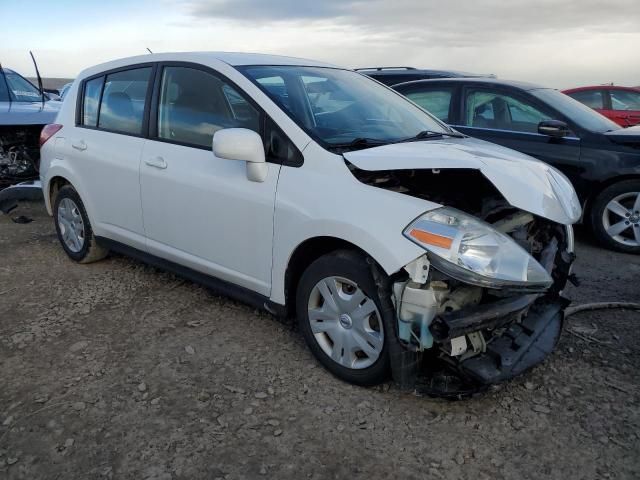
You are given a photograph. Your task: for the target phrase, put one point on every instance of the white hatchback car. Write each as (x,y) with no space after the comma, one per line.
(313,191)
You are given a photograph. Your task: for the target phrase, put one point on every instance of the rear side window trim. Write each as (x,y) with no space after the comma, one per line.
(152,133)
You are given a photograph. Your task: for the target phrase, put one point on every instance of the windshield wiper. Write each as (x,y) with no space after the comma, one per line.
(427,134)
(359,143)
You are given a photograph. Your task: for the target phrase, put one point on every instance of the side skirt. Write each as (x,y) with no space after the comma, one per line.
(217,285)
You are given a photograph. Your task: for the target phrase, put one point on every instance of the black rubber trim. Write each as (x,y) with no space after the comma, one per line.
(10,196)
(217,285)
(476,317)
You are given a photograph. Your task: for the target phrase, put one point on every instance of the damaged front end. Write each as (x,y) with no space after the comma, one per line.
(19,162)
(484,303)
(19,153)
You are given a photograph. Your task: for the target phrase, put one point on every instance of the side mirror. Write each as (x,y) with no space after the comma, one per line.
(244,145)
(553,128)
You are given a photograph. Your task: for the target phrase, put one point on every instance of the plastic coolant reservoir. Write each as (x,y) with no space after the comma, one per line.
(418,307)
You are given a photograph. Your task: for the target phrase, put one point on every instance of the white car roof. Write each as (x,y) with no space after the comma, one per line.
(231,58)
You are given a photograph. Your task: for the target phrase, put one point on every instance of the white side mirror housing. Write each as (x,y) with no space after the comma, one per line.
(244,145)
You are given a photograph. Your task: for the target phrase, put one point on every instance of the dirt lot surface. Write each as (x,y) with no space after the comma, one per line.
(117,370)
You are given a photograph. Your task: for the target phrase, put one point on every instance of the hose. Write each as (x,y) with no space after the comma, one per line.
(585,307)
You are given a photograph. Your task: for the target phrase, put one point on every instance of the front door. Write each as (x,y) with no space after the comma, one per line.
(199,210)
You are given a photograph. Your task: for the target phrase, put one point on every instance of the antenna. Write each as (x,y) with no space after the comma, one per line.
(39,77)
(6,82)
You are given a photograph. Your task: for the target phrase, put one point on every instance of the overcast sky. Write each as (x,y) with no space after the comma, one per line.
(555,43)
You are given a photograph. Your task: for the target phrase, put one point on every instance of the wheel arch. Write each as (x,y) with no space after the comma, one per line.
(304,255)
(53,187)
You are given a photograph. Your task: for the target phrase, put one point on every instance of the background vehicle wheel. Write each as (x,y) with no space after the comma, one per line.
(615,216)
(74,229)
(342,318)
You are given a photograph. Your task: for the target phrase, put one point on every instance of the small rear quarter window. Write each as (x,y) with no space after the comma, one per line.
(92,91)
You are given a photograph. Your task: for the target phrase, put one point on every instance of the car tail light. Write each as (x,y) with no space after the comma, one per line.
(49,131)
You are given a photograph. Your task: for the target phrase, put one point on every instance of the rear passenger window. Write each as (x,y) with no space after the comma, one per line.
(500,111)
(92,91)
(123,101)
(591,98)
(195,104)
(436,102)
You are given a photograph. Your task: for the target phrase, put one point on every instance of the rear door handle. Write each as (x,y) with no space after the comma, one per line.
(79,145)
(157,162)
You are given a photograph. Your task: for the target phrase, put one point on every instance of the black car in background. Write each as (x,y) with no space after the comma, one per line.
(601,159)
(393,75)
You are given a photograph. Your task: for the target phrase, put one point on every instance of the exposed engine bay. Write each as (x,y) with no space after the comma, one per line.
(461,337)
(19,153)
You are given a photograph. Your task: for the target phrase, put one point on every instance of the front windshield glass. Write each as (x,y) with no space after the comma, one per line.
(338,107)
(575,111)
(20,89)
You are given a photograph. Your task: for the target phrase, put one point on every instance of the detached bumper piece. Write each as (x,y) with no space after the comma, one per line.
(454,324)
(521,347)
(524,344)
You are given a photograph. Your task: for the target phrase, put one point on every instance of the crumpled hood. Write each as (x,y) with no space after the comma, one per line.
(526,183)
(28,113)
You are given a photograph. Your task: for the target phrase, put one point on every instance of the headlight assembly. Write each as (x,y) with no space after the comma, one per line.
(473,252)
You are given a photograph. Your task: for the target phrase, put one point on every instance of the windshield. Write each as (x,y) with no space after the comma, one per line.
(20,89)
(575,111)
(338,107)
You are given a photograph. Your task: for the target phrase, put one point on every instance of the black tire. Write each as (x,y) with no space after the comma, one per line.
(90,251)
(354,267)
(597,212)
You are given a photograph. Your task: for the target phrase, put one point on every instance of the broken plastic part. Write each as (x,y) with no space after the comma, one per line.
(457,346)
(418,270)
(417,305)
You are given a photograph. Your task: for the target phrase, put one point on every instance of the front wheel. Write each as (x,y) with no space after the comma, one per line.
(615,216)
(340,315)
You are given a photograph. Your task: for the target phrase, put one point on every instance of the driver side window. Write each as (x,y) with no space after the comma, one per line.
(500,111)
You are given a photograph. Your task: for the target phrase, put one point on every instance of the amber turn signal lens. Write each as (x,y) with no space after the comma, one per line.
(431,238)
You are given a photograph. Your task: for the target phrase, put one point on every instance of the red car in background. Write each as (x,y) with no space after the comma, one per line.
(620,104)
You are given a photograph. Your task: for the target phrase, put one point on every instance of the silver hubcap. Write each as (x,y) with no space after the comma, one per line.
(345,323)
(621,219)
(71,225)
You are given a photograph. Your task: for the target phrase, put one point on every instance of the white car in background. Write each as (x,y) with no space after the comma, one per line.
(313,191)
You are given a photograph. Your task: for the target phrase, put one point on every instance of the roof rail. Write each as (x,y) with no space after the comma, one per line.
(384,68)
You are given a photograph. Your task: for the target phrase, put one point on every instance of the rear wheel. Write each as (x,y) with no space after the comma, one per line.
(74,229)
(615,216)
(340,316)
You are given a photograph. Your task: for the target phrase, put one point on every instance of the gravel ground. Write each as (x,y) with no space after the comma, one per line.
(118,370)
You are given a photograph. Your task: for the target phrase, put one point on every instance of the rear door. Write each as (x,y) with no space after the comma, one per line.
(510,117)
(201,211)
(106,148)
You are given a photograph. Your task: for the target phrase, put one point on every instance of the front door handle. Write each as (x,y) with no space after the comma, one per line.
(156,162)
(79,145)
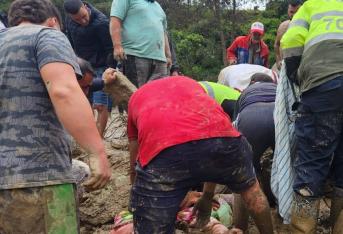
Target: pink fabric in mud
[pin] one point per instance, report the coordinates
(172, 111)
(125, 229)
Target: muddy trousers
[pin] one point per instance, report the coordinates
(39, 210)
(319, 133)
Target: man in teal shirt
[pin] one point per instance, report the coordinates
(138, 31)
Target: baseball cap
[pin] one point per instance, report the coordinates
(257, 27)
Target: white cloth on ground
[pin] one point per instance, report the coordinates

* * *

> _WHAT TO PRODUCE_:
Retype nothing except the lines from the line holding "Target: man in teal shirt" through the last line of the entries, both included.

> _OUTPUT_:
Target: man in teal shirt
[pin] one point per instance, report the coordinates
(138, 31)
Target: baseball cap
[pin] one point per instance, report the coordinates
(257, 27)
Target: white cloth on ground
[pin] one point per instance, report the coordinates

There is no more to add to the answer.